§ WRITTEN EXERCISE A:
In the text on Keynesian economics, which university is John Maynard Keynes associated with?
§ WRITTEN EXERCISE B:
Carry the text on Keynesian economics and fiscal policy forward, starting right after its final sentence.

§ TEXT PROVIDED:
━━━━━━
Keynesian school of economics

 This school is one of the more recent schools of economics as it surfaced in the 1930s. The theory was developed in the aftermath of the great depression. John Maynard Keynes, an economist from Cambridge University, neither supported the free market or the communist ideals. Instead of this, he took ideas from both and made a new idea of thinking. Keynesian economics. This branch of economics suggests that the government has the power to protect the economy from the harsh peaks and troughs in the business cycle using monetary and fiscal policy. This would be done by government spending in recessionary troughs and taxes in economic booms. There were more theories such as the multiplier effect.

Fiscal policy

Fiscal policy is a method of controlling the economy as a macroeconomist such as Jerome Powell in my last blog. Fiscal policy is all about taxes and government spending. There are two methods of using fiscal policy, expansionary and contractionary fiscal policy. The definitions are quite self-explanatory. Expansionary fiscal policy is used to increase the size of the economy. And contractionary fiscal policy is used to reduce the size of the economy. Expansionary fiscal policy is a combination of a reduced taxes and increased government spending, contractionary fiscal policy is the combination of increased taxes and decreased government spending.
━━━━━━
§ DATA EXTRACT:
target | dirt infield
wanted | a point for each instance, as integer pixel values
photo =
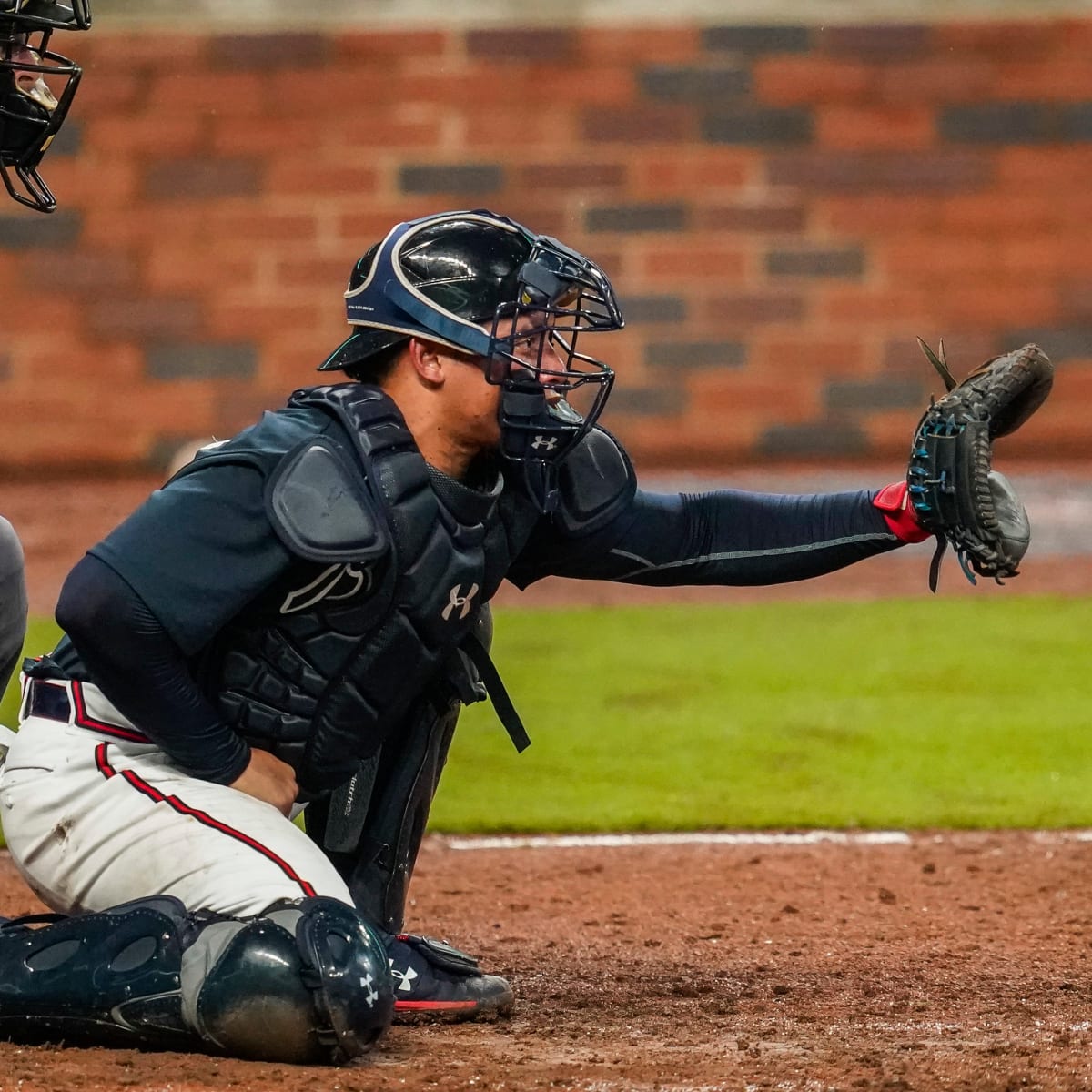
(947, 961)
━━━━━━
§ RESULT A:
Cambridge University.

§ RESULT B:
Monetary policy

Monetary policy is the main method of controlling the circulation of money. This is done by the use of interest rates and results in the appreciation or depreciation of money depending on whether the policy is expansionary or contractionary. Contractionary monetary policy is when the central bank raises interest rates. This makes borrowing money more difficult and thus reducing the aggregate demand (AD) of the economy, a side effect of this is the deflation of the currency. Expansionary monetary policy is the raising of interest rates, making borrowing easier, increasing AD. A side effect is an increased inflation rate.

How monetary and fiscal policy relate to Keynes?



The business cycle shown above has large and sudden changes in real GDP, Keynes saw this as an issue as he believed that “in the long run we are all dead.” And sought to flatten the curves to allow for a steady economy so that depressions do not last for years. His theory suggests that the government can reduce the volatility of the business cycle by using expansionary policy in recessions. To counter the government deficit by doing this, during the booms and peaks, the government should use contractionary policy to reduce/negate the deficit caused by the expansionary policy.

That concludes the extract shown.